----- Exercise inputs -----

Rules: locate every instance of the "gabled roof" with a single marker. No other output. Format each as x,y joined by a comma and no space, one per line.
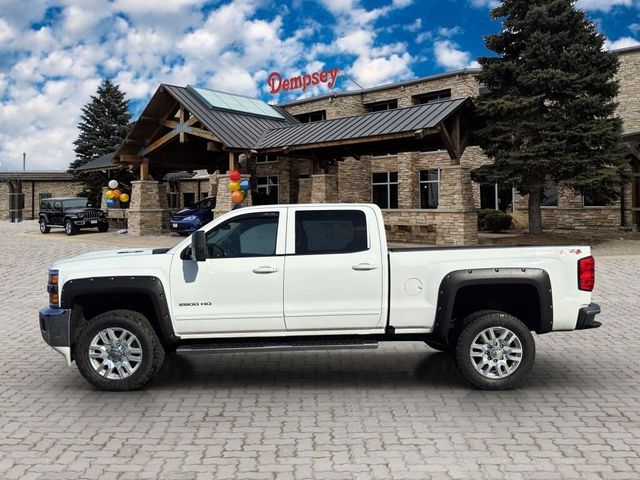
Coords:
234,129
105,162
389,122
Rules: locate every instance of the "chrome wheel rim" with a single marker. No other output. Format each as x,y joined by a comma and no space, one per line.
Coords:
115,353
496,352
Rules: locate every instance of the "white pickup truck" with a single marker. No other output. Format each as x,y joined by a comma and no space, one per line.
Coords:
312,277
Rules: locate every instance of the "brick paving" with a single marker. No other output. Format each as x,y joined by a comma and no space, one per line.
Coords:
399,412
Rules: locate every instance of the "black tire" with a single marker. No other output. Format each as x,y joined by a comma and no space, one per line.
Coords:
43,226
70,227
473,328
134,322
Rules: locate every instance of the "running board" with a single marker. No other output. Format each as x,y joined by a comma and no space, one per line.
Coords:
207,348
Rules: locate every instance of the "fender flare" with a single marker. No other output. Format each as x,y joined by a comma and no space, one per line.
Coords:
148,286
456,280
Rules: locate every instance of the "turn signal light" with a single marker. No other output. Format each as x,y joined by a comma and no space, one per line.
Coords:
586,274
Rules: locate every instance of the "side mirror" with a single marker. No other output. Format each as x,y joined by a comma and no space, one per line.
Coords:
198,246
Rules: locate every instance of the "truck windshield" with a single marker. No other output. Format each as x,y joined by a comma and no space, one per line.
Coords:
75,203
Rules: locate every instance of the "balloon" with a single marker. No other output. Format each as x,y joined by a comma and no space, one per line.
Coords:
237,197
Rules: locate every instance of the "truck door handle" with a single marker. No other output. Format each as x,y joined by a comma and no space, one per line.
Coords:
361,267
265,270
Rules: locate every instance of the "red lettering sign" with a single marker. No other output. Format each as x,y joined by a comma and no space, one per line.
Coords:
277,83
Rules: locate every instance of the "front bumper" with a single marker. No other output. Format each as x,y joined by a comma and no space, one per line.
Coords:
586,317
55,327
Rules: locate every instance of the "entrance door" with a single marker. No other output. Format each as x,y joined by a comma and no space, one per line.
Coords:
334,271
239,288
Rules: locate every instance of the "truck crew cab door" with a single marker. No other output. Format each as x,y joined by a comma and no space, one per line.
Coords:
333,270
238,289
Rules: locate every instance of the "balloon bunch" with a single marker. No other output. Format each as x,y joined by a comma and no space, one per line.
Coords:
114,195
239,188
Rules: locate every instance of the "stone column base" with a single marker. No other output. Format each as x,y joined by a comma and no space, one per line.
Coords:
324,188
223,195
149,213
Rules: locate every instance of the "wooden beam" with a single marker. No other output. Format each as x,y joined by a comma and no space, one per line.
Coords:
158,143
144,169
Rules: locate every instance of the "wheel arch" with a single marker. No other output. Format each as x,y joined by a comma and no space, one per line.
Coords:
89,297
522,292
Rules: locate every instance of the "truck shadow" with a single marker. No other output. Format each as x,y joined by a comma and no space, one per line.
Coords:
305,370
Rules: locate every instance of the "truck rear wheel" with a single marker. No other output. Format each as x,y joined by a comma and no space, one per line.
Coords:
495,351
118,350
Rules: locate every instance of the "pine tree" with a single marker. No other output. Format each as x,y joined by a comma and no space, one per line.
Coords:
549,113
105,122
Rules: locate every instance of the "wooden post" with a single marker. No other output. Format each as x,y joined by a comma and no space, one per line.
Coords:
144,169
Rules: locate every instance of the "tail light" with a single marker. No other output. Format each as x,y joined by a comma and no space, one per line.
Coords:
586,274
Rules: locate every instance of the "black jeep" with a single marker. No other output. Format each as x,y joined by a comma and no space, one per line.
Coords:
72,213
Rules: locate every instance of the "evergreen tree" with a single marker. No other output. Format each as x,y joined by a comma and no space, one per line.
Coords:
105,122
549,113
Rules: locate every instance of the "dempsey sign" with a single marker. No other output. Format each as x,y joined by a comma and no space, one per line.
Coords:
277,83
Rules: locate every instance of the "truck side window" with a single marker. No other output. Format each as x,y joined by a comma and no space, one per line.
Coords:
251,235
330,231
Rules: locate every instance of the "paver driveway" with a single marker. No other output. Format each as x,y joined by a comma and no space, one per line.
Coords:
399,412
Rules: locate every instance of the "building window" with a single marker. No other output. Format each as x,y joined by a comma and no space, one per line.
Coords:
381,106
429,188
550,194
431,96
330,231
496,197
594,199
385,189
188,200
266,190
316,116
266,158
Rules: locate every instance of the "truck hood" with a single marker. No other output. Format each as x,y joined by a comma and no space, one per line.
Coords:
114,255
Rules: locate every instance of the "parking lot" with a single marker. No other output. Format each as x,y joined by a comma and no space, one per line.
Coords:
399,412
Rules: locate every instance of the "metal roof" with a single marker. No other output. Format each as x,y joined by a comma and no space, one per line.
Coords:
105,162
396,121
37,175
234,129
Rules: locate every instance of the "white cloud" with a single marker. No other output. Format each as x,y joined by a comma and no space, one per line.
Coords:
623,42
602,5
448,55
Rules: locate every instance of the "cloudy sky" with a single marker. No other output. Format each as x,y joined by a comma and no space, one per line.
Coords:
53,53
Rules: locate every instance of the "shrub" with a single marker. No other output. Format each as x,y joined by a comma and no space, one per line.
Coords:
497,221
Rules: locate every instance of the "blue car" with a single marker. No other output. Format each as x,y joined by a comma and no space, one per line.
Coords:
188,220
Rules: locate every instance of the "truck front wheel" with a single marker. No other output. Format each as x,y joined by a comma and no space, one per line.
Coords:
118,350
495,351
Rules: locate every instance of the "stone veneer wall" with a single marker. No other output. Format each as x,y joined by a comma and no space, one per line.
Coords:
149,210
629,94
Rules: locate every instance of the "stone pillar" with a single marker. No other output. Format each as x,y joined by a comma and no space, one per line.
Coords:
149,211
4,200
324,188
408,181
304,190
223,195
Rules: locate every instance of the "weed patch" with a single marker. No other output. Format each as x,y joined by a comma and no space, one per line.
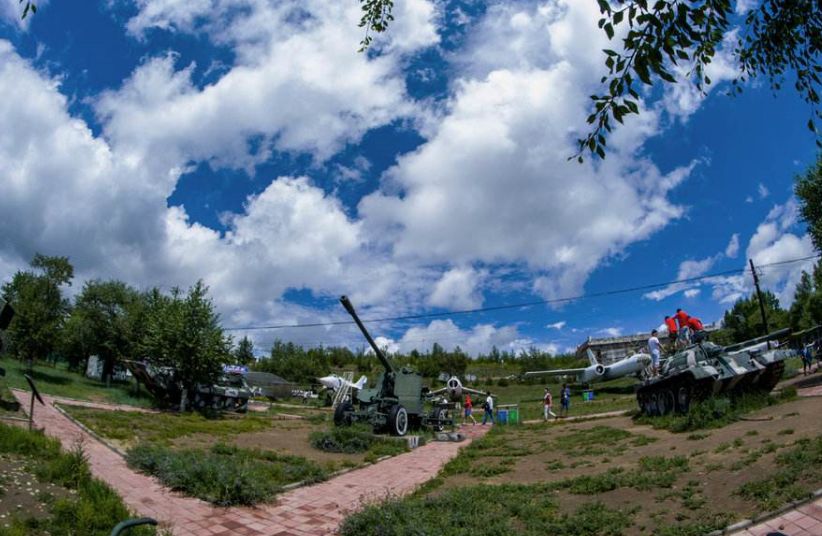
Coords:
91,510
224,475
506,509
799,468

-----

**Do this**
Reproduce all of the material above word for word. Omit the pictures.

**Exercise solution**
Rules: locate every instance of the "gabled roof" with a single marker. No other output. Format each as x,y joined by a comma and no space, one per line.
Coords:
234,129
105,162
389,122
Rules: locate every instance of the "chrome wheel rim" with a single marker. No other output. Format each as x,y joined by a comma and no space, one per line.
Coords:
115,353
496,352
Rules: locate every instance of the "white pickup truck" with a single marker. No other output. Format each as x,y joined by a comma and no space, one per line.
Coords:
312,277
Rules: locate every instance of the "brick paving" with a single marker. No other output. Format each as x,y joined by a comma and no space, one per line.
Coords:
399,412
Rules: locate every instance of the "black tire" with a single marker. No other output. Format each as x,y joined by a comma and no space, one per line.
Coords:
43,226
70,227
473,328
134,322
Rules: locate every instance of the "running board" with a single marker. No other output. Format each as x,y joined by a comma and no space, one per line.
Coords:
207,348
Rules: locate every instance of the "fender flare" with a single marker. No other output. Format each as x,y joined by a comma and no space, one per line.
Coords:
148,286
456,280
Rules: locate every instance of the "turn signal light" with a single marker. No other output. Format each as x,y joined by a comma and no space, one per line.
Coords:
586,274
Rules: locate every instance of the "side mirror" with a single marker. No other output. Format each as x,y joined by a comma and no space, one per line.
Coords:
198,246
Rules: locate every instance of the "truck windshield" with a single marker. No other output. Format each as x,y joined by a comma and no space, one per line.
Coords:
75,203
Rules: locate every instance of the "balloon" with a single marker. No other output. Format each as x,y joined by a comma and no space, one per line.
Coords:
237,197
Rules: locate every instance of the "truck door handle" with a single marker. No other output. Format each as x,y joined by a comma and no space, one per line.
Coords:
361,267
265,270
Rules: locate every instance of the "red lettering sign" with a single marker. No other output. Format each as x,y joined by a comma and no space, one per line.
Coords:
277,83
Rules: locate every instance of the "front bumper" with a single marker. No other output. Format each as x,y joined by a comma and no space, one per line.
Coords:
586,317
55,327
Rules: locate every instance of the "entrance door" with a single marker. No other output. Format each as x,y joined by a comma and no space, one per line.
Coords:
334,271
239,288
Rules: locate every instance of the "truck crew cab door" with a single marker. No other output. Format each as x,y joined by a comma and no space, one per line.
Coords:
333,270
238,289
Rules: locate every instance of the "balloon bunch" with a single marker. No other output. Format each as x,y joined by a comma and no space, one per line.
Coords:
114,195
239,188
Rules: locate every instance of the "stone column base" with a single marker. No other output. Format each as x,y joined by a comma and no space, one per line.
Coords:
324,188
223,195
149,213
Rules: locate every instance of the "wooden beam" with a single marker. No other output. Format each as x,y joined by a comma and no space, one per line.
Coords:
158,143
144,169
Rules: locate every instance of the "wheel arch" with a single marker. No other output. Format each as x,y joined by a comma and no space, one per line.
Coords:
89,297
522,292
Rules: locate every instance of the "truck shadow" with a single marker. No other output. Format each as x,y joined by a comma and no space, one per line.
Coords:
305,370
Rules: locate every instance of the "truck rear wheel" with a single marker. No other output. Format each as x,y joined by a comma and no space, one per line.
Coords:
495,351
118,350
Rules: locate every instance of the "pine tree" with a single marker. No other output. Format each as x,y joined by a comma and no space, one per line.
Coords:
549,113
105,122
Rules: locate every instance of the "wooden post" with a single marker. No other output. Format each as x,y joined by a comma and no space, one per line.
Coords:
144,169
Rules: locate every instance of the "tail light" with a single marker. No other output. Format each as x,y joined by a comma and no space, one per line.
Coords:
586,274
Rules: locate every instance of the "black jeep" with a single marker. No other output. Format each as x,y joined by a comma and no space, one per line.
Coords:
72,213
Rules: locate every instance of the "evergreen tree" with a single marker. No other output. Format each as x,y joined by a comma and no space, one per line.
Coords:
105,122
549,113
Rules: locate every instance of the "dempsey sign" with a single marker. No other output. Format each as x,y joined by a comma and no space, one per line.
Coords:
277,83
Rules: locate every instance of the "truck side window" with a single marker. No other output. Format each as x,y joined by a comma and no space, one per line.
Coords:
251,235
330,231
Rules: locate every instance of the "paver driveway" with a single marker. No other output. Format each as x,y joined by a comma and no space, one per line.
Coords:
399,412
Rules: locate every instance of the "building window" with a single marker. No other output. Format each as x,y joined by a comma and no space, one per line.
Coords:
381,106
429,188
550,194
431,96
330,231
496,197
594,199
385,189
188,200
266,190
316,116
266,158
Rules: locate every instance of the "truck hood" with a single marker. No other output. Format each as x,y joined by a comma and no space, one per line.
Coords:
114,255
Rules: locate every instance of the "parking lot" with a single marker. No other output. Format each as x,y joined by a comma and no space, one per line.
Coords:
399,412
Rules: locate every instance of the "metal roof" with a single marker. No other output. Format each as x,y joined by a comma and no space, one per line.
Coords:
105,162
396,121
37,175
234,129
Rules: locate every instance of the "white cloud" with a single marker. No other output. Format each as x,y joined by a comma and no space, one per line.
Coords:
623,42
602,5
448,55
Rules: locate every instance of the "cloudy sky" with a single marker. No other output. Format each as x,y joined by a comma and no space, one per line.
Coords:
53,53
Rules: locate every instance of the "shrub" with a single marker. No other output. Format each as x,y joined by a comma and no space, one per line.
Coords:
497,221
Rules: locate every instance of the "blue car" with a single marker. No other output. Format each as x,y joined by a comma and no space, one per line.
Coords:
188,220
Rules: locate every instance of the "truck front wheel" with a single marker. No other output. Format each as x,y joined by a comma and no space, one per line.
Coords:
118,350
495,351
Rules: locate every instance of the "stone veneer wall" with a single marker. No other output. Format each as x,y joined by a comma and no space, one per line.
Coords:
149,210
629,94
Rules: locate every instance of the "stone pillar" with a single marker. No other output. Format each as x,y joined by a comma and no space, one per line.
Coords:
149,211
4,200
324,188
408,181
304,190
223,195
Rules: locate every instance of the "weed patch" with a single marker. No other output. Format each as x,y joined by a comma and no space, one per line.
Coords:
91,510
224,475
506,509
799,468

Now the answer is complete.